In the GCC patch excerpt, which file does the diff modify?

-- begin Document excerpt --

We need vector instructions with source memory or XMM operand in SI/DImode
only for these patterns.  Exposed it to simplify-rtx.c may lead to unexpected
results.  But we don't know for sure unless we try.

-- 
H.J.

Patch

diff --git a/gcc/config/i386/sse.md b/gcc/config/i386/sse.md
index d2722fdfcd0..c8ff35b125c 100644
--- a/gcc/config/i386/sse.md
+++ b/gcc/config/i386/sse.md
@@ -15521,6 +15521,26 @@ 
    (set_attr "prefix" "orig,orig,maybe_evex")
    (set_attr "mode" "TI")])
 
+(define_insn "*sse4_1_<code>v8qiv8hi2<mask_name>"
+  [(set (match_operand:V8HI 0 "register_operand" "=Yr,*x,v")
+	(any_extend:V8HI
+	  (vec_select:V8QI
+	    (subreg:V16QI
+	      (vec_concat:V2DI
+	        (match_operand:DI 1 "nonimmediate_operand" "Yrm,*xm,vm")
+		(const_int 0)) 0)
+	    (parallel [(const_int 0) (const_int 1)
+		       (const_int 2) (const_int 3)
+		       (const_int 4) (const_int 5)
+		       (const_int 6) (const_int 7)]))))]
+  "TARGET_SSE4_1 && <mask_avx512bw_condition> && <mask_avx512vl_condition>"
+  "%vpmov<extsuffix>bw\t{%1, %0<mask_operand2>|%0<mask_operand2>, %q1}"
+  [(set_attr "isa" "noavx,noavx,avx")
+   (set_attr "type" "ssemov")
+   (set_attr "prefix_extra" "1")
+   (set_attr "prefix" "orig,orig,maybe_evex")
+   (set_attr "mode" "TI")])
+
 (define_insn "<mask_codefor>avx512f_<code>v16qiv16si2<mask_name>"

-- end Document excerpt --
-- begin Source excerpt --

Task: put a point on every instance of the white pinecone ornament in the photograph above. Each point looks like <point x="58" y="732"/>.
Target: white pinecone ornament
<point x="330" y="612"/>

-- end Source excerpt --

*Worked solution:*
gcc/config/i386/sse.md